Please repeat each entry. Match every word exactly.

DATA FOR REVIEW Block Start

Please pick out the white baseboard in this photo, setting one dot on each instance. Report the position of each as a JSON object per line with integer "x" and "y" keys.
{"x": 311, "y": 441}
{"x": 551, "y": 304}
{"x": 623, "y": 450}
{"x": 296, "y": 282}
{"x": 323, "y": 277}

DATA FOR REVIEW Block End

*RESPONSE FOR THIS EXERCISE*
Please pick out the white baseboard in this photo, setting one dot on each instance. Report the position of each as a JSON object per line with integer "x" and "y" keys.
{"x": 311, "y": 441}
{"x": 551, "y": 304}
{"x": 623, "y": 450}
{"x": 296, "y": 282}
{"x": 323, "y": 277}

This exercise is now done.